===== Data for review

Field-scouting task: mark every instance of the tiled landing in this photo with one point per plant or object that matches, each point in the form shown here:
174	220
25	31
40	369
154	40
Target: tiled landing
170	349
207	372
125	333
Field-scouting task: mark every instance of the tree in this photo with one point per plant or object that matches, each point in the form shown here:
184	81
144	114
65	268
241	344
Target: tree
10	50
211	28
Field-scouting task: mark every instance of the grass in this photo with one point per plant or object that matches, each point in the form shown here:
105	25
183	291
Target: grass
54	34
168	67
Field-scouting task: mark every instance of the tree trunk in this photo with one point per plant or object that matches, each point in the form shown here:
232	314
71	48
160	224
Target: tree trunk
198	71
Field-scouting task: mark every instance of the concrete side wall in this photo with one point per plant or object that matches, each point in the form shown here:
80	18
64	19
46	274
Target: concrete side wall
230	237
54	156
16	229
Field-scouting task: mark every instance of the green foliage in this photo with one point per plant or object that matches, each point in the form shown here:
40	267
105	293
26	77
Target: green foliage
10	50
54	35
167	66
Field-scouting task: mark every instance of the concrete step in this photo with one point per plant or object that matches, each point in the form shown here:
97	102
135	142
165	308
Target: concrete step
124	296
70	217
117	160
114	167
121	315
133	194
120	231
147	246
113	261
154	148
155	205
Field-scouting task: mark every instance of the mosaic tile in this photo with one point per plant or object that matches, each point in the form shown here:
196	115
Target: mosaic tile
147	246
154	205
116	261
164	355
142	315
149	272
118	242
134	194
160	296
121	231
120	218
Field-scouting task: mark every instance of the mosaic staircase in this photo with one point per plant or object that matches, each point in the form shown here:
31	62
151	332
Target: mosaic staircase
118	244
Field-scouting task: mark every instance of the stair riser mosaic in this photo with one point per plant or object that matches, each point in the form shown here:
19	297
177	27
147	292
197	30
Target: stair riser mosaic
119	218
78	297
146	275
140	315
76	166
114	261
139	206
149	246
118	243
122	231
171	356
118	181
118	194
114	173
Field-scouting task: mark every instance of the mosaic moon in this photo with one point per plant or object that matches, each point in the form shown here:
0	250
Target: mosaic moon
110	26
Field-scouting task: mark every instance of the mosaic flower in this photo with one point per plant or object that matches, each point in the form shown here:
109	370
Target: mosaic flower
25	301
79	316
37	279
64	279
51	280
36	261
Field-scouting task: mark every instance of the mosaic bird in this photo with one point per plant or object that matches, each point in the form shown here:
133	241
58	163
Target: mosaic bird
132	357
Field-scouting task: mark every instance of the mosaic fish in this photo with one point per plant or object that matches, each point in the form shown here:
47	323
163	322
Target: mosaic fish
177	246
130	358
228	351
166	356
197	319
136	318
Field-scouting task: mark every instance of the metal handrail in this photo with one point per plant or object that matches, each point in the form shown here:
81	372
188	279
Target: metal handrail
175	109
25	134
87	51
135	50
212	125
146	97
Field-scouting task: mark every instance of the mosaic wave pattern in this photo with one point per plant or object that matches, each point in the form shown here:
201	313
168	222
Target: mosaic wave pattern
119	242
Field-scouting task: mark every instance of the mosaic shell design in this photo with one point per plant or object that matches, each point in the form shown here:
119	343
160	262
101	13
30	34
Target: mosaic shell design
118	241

==========

> Work task: Reproduce the data exactly, character for character.

> Solution to this task:
Field-scouting task: mark every instance of the tiled landing in this photo with one point per plant or object that matches, each point in the form shown here:
174	220
25	31
40	369
154	40
Target: tiled landing
170	349
207	372
125	333
Field-scouting task: mark every instance of the tree in this photo with one point per plant or object that matches, each point in the form shown here:
184	81
144	114
65	268
241	344
Target: tree
10	50
211	28
Field-scouting task: mark every instance of the grass in this photo with one point per plant or object that matches, each point in the form shown here:
105	25
183	291
Target: grass
54	34
168	67
Field-scouting task: mark every instance of the tree trunk in this photo with one point per plant or object that matches, each point in the form shown here:
232	314
71	48
160	224
Target: tree trunk
198	71
Field-scouting task: mark every instance of the concrete side wall in this photo with one point per plant or object that matches, each point in the form shown here:
80	18
64	19
46	274
Target: concrete side wall
230	237
54	156
16	229
Field-scouting task: mark every instance of the green foliage in this photo with one point per plant or object that matches, each point in the form shown here:
40	267
105	293
26	77
Target: green foliage
10	50
54	35
167	66
Field-scouting task: mark every instance of the concrete step in this photo with one point per plant or object that matches, each point in the form shown here:
97	102
135	142
165	308
Target: concrete step
124	296
70	217
117	160
114	167
121	315
133	194
120	231
147	246
113	261
154	148
155	205
Field-scouting task: mark every instance of the mosaic tile in this photo with one point per plant or object that matches, each point in the form shown here:
196	115
Target: mosaic tile
147	246
154	205
116	261
164	355
142	315
149	272
118	242
134	194
160	296
121	231
120	218
Field-scouting task: mark every instance of the mosaic staircase in this photo with one point per plant or object that matches, each point in the form shown here:
31	62
151	332
Target: mosaic staircase
118	244
Field-scouting task: mark every instance of the stair riser mosaic in this photo with one point per plant or object that matches, each point in the form shown here:
19	297
177	27
147	292
197	30
Target: stair riser mosaic
119	218
78	297
146	275
140	315
76	166
114	261
139	206
149	246
118	243
122	231
171	356
118	181
118	194
114	173
Field-scouting task: mark every instance of the mosaic moon in this photo with one point per plant or object that matches, each point in the form shown here:
0	250
Target: mosaic moon
110	26
Field-scouting task: mark every instance of the mosaic flower in this photo with one point per plant or object that matches, each point in the form shown here:
109	370
Target: mosaic flower
25	301
79	316
37	279
64	279
51	280
36	261
Field-scouting task: mark every instance of the mosaic bird in this photo with one point per plant or object that matches, each point in the form shown here:
133	241
58	163
Target: mosaic bird
132	357
Field-scouting task: mark every instance of the mosaic fish in this photo with one point per plant or object that matches, each point in the form shown here:
47	323
163	322
Target: mosaic fish
177	246
130	358
228	351
166	356
197	319
136	318
Field-scouting task: mark every instance of the metal handrail in this photo with one point per plant or object that matches, each point in the form shown here:
81	372
188	279
Target: metal handrail
175	109
25	134
87	51
135	50
212	125
146	97
Field-scouting task: mark every instance of the mosaic wave pattern in this photo with one point per plant or object that matches, each point in the form shown here:
201	313
168	222
Target: mosaic wave pattern
119	242
Field-scouting task: mark every instance of the mosaic shell design in this photo with one point per plant or object that matches, each point in the form shown here:
119	343
160	262
101	13
30	34
Target: mosaic shell design
118	241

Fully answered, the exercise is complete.